Records
-- begin --

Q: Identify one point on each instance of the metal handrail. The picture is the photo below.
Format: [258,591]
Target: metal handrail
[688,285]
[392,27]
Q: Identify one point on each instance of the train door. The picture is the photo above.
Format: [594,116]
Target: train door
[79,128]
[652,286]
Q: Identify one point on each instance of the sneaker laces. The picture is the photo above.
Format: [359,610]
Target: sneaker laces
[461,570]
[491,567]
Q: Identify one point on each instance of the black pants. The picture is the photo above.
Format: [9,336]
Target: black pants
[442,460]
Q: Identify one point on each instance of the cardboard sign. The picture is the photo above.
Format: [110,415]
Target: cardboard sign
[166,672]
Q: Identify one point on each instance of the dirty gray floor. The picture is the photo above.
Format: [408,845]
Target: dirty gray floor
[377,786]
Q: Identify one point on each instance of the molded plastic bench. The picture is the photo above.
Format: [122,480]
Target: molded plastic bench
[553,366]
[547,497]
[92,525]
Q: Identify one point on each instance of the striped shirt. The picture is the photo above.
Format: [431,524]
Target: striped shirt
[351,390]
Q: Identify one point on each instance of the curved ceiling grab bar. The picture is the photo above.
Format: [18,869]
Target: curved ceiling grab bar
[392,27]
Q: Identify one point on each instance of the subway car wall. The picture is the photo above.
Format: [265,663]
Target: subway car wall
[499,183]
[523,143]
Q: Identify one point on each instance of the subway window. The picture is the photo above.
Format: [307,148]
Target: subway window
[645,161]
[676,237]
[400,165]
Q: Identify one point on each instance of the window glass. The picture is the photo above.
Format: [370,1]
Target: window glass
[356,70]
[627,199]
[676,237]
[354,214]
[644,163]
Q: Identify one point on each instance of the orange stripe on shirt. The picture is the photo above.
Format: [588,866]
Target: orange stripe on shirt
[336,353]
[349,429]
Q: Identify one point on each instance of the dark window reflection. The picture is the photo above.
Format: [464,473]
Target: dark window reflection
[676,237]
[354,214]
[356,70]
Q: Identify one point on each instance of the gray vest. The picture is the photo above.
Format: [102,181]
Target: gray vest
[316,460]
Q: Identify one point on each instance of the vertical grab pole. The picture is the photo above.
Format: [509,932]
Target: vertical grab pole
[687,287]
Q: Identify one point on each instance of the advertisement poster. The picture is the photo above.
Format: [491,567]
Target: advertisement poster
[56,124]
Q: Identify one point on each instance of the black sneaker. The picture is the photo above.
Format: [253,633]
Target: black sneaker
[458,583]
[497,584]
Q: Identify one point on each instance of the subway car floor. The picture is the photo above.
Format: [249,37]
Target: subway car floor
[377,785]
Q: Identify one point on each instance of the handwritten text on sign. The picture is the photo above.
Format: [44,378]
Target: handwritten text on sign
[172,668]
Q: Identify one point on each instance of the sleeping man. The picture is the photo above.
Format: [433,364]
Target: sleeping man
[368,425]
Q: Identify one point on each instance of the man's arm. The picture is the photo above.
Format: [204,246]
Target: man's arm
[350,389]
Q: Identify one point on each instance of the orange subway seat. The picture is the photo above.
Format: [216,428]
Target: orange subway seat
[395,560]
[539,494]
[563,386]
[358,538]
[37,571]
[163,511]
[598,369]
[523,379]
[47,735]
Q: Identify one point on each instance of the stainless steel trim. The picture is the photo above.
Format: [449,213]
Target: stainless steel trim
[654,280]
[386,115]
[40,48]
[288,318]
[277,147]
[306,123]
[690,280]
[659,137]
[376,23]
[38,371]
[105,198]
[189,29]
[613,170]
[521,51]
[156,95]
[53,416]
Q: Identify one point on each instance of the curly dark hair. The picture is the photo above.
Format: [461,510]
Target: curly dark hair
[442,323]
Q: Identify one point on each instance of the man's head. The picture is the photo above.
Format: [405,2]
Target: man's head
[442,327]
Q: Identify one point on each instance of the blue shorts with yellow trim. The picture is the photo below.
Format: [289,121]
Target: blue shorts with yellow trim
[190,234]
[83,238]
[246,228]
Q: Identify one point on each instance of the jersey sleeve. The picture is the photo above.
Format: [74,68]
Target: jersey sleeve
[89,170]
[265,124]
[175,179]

-- end --

▸ What needs to be done
Extract the data exactly as given.

▸ Final result
Q: Identify one point on each instance of the metal handrail. The picture is the photo below.
Format: [258,591]
Target: metal handrail
[688,285]
[392,27]
Q: Identify one point on each instance of the train door. The picture is the photo above.
Format: [594,116]
Target: train door
[79,128]
[652,286]
Q: Identify one point on each instance of the sneaker laces. The picture is the photo above.
Format: [359,610]
Target: sneaker laces
[461,570]
[491,567]
Q: Identify one point on each instance of the black pants. The picture is the photo above.
Format: [9,336]
Target: black pants
[442,460]
Q: Identify one point on each instance of the cardboard sign. The picture is the photo above.
Format: [110,415]
Target: cardboard sign
[166,672]
Q: Identify one point on each instance of the dirty gray floor. The picture is the photo above.
Format: [408,845]
Target: dirty gray floor
[377,786]
Q: Identify one point on each instance of the molded plastic bench. The picture is the photo above.
Format: [122,480]
Target: molded plastic bench
[553,366]
[547,497]
[92,525]
Q: Identify one point on each instance of the striped shirt. The picture is the photo above.
Format: [431,524]
Target: striped shirt
[351,390]
Q: Identify one point on each instance of the curved ceiling grab bar. The picture is the photo above.
Format: [18,869]
Target: curved ceiling grab bar
[392,27]
Q: Identify one point on each instance of the subway car wall. The picture is the photo above.
Format: [265,663]
Target: subway car wall
[499,183]
[523,143]
Q: Identify one point on each instance of the subway window. The picture is the photo above.
Format: [307,148]
Target: subway window
[645,161]
[676,237]
[400,165]
Q: Identify one point on each instance of the window glass. The picture is the photo above.
Format: [370,1]
Target: window glass
[356,70]
[627,199]
[676,237]
[354,214]
[644,163]
Q: Identify one point on each instance of the orange stripe on shirt. The picture is the photo above.
Format: [588,866]
Target: orange stripe on shirt
[336,353]
[349,429]
Q: Identify one point on each instance of the dark window reflection. The picture is the photo above.
Format: [464,473]
Target: dark window reflection
[676,237]
[354,214]
[356,70]
Q: Identify one point on each instance of the gray vest. The picture is the photo above.
Format: [102,181]
Target: gray vest
[316,460]
Q: Identify one point on each instance of the vertical grab pole. The picture is the photo above.
Format: [509,932]
Target: vertical grab pole
[687,287]
Q: Identify one point on each instance of the advertisement poster. The picture is the photo above.
Format: [491,567]
Target: advertisement poster
[56,124]
Q: Identify one point on each instance of the black sneaker. The picture is the photo above.
Format: [253,633]
Target: black sneaker
[458,583]
[497,584]
Q: Identify one point on each instance of the subway car floor. The picture is the photo above.
Format: [249,37]
Target: subway car floor
[377,785]
Q: Identify one point on each instance of the handwritten text on sign. The picture is the photo above.
Format: [44,378]
Target: handwritten text on sign
[172,668]
Q: Identify one point on each instance of the sleeping man. The picture is the photo above.
Format: [433,364]
Target: sleeping man
[368,425]
Q: Identify one point on each instance of the man's arm. The picture is the photo above.
Format: [204,246]
Target: man's arm
[350,389]
Q: Identify one point on each instance of the orange subway seat. The picture is the photo above.
Format: [216,428]
Target: orange subway seat
[395,560]
[539,494]
[563,386]
[358,538]
[37,571]
[163,511]
[598,369]
[523,379]
[47,735]
Q: Identify one point on each instance of the stainless steel trim. The picture is the photo above.
Format: [449,213]
Target: stainless steel trim
[654,280]
[386,115]
[40,48]
[288,318]
[277,147]
[306,123]
[690,280]
[659,137]
[376,23]
[38,371]
[105,198]
[189,29]
[613,170]
[521,51]
[156,95]
[53,416]
Q: Identify one point on each instance of the curly dark hair. The picture is the photo above.
Format: [461,510]
Target: curly dark hair
[442,323]
Q: Identify one point on each instance of the man's head. The picture is the photo above.
Format: [405,2]
Target: man's head
[442,327]
Q: Identify one point on each instance of the blue shorts with yellow trim. The picture is the photo below.
Format: [289,121]
Target: blue shorts with yellow trim
[190,234]
[83,238]
[246,228]
Q: Identify one point on each instance of the jersey sleeve. The picture is the photo above.
Format: [74,68]
Target: jersey sleeve
[89,170]
[265,124]
[175,179]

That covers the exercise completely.